▶ **RICHIESTA A**:
Riporta ogni riga che contiene la parola "gate", tenendo conto di maiuscole e minuscole.

▶ **BLOCCO DI TESTO**:

Un omicidio. Uno strano testamento che dà il via ad un terribile gioco al massacro. Chi si godrà l'eredità? Giallo vecchio stile che pur partendo da un presupposto non certo originale riesce comunque ad incuriosire, a tratti, lo spettatore. Anche la sceneggiatura non è un granchè e presenta elementi narrativi abbastanza prevedibili, riscattandosi però parzialmente nel finale beffardo. Gli attori sono piuttosto modesti. Ideale per chi ama i gialli di una volta e non ha troppe pretese. Gli altri si astengano.
Assai statico e modesto, assume cospicuo valore storico in quanto – con Bava e Margheriti - tra i primi esempi di giallo italico, debitore sia dei classici anglosassoni che delle esperienze gotiche nostrane (l’intera ambientazione è nel castello di Balsorano, che contribuisce peraltro a mantenere l’origine teatrale del testo di Gastaldi): di queste ultime risalta in particolare l’appeal erotico della Nanà, ballerina nota per il suo “scandaloso” spogliarello al Rugantino di Roma nel 1953.
MEMORABILE: La lotta sul tetto, simile a quella che si vedrà ne Il gatto a nove code.
Interessante. Atmosfere da Agatha Christie, con un buon colpo di scena finale. Nel cast va segnalato il buon Ivano Staccioli, ottimo il castello in cui avvengono le vicende. I personaggi sono ben delineati e risultano antipatici nel modo giusto, può divertire. Cito anche la morte della Nana.
Classico giallo whodunit di matrice filo (e finto-) inglese. Tuttavia lo sceneggiatore Gastaldi già introduce alcuni di quegli elementi (avidità, infedeltà coniugali, ribaltamento dei personaggi fino all'ultimo secondo) che presto diventeranno seminali nella produzione del "suo" giallo sexy anti-borghese (da Il dolce corpo di Deborah in poi). Cast curioso, con la Nana doppiata benissimo da Sandra Mondaini (pare pure di vederla) e Aldo "Panuuunzio" Rendine nel ruolo di un notaio inglese (ma si doppia da solo col suo accento partenopeo).
MEMORABILE: La lettura del testamento registrato su un nastro.

▶ **RICHIESTA B**:
Secondo le recensioni qui sopra, in quale castello si svolge l'intera ambientazione del film?

▶ **DATI DELL'ESERCIZIO**:
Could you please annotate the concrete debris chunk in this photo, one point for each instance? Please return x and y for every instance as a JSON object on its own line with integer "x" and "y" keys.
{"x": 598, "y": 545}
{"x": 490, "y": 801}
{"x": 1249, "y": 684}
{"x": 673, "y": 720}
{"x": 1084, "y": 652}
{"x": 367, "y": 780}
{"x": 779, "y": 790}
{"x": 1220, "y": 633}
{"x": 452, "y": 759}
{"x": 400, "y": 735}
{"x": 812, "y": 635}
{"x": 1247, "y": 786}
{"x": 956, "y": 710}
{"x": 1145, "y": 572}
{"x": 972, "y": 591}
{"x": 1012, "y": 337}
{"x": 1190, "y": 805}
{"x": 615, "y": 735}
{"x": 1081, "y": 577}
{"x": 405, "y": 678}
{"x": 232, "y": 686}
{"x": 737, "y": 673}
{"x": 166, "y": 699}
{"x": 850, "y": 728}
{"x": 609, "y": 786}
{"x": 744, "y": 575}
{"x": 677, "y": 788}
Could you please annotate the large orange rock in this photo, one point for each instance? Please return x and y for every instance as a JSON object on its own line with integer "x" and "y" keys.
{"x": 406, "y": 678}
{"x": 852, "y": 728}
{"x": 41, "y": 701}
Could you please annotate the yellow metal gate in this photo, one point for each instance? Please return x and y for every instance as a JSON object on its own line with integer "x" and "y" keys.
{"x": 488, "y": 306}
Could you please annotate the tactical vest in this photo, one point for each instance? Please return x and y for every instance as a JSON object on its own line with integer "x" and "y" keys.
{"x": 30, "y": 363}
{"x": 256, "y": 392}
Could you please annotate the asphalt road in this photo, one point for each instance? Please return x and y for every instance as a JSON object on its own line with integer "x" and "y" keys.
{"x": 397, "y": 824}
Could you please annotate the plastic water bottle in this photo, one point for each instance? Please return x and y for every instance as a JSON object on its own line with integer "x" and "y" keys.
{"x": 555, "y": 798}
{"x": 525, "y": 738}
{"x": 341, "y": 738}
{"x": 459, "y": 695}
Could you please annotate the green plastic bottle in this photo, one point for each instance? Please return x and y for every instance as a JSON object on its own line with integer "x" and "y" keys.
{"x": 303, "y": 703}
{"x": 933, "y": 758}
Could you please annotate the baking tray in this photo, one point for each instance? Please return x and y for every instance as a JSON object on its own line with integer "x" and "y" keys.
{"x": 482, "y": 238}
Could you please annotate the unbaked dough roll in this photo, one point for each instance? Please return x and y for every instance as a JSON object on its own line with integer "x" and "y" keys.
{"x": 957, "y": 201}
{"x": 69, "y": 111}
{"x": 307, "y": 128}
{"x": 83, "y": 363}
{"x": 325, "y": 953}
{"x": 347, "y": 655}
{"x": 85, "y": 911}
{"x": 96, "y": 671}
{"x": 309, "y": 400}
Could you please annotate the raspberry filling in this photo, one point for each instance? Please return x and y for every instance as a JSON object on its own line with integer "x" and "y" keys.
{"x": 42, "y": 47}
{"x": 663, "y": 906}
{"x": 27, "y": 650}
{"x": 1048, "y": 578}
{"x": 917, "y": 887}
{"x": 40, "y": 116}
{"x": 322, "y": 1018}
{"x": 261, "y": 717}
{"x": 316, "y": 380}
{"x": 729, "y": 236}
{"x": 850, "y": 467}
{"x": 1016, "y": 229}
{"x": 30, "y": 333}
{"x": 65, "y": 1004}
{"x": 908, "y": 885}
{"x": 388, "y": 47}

▶ **RISPOSTA CORRETTA A**:
Could you please annotate the yellow metal gate in this photo, one point for each instance? Please return x and y for every instance as a JSON object on its own line with integer "x" and "y" keys.

▶ **RISPOSTA CORRETTA B**:
Nel castello di Balsorano.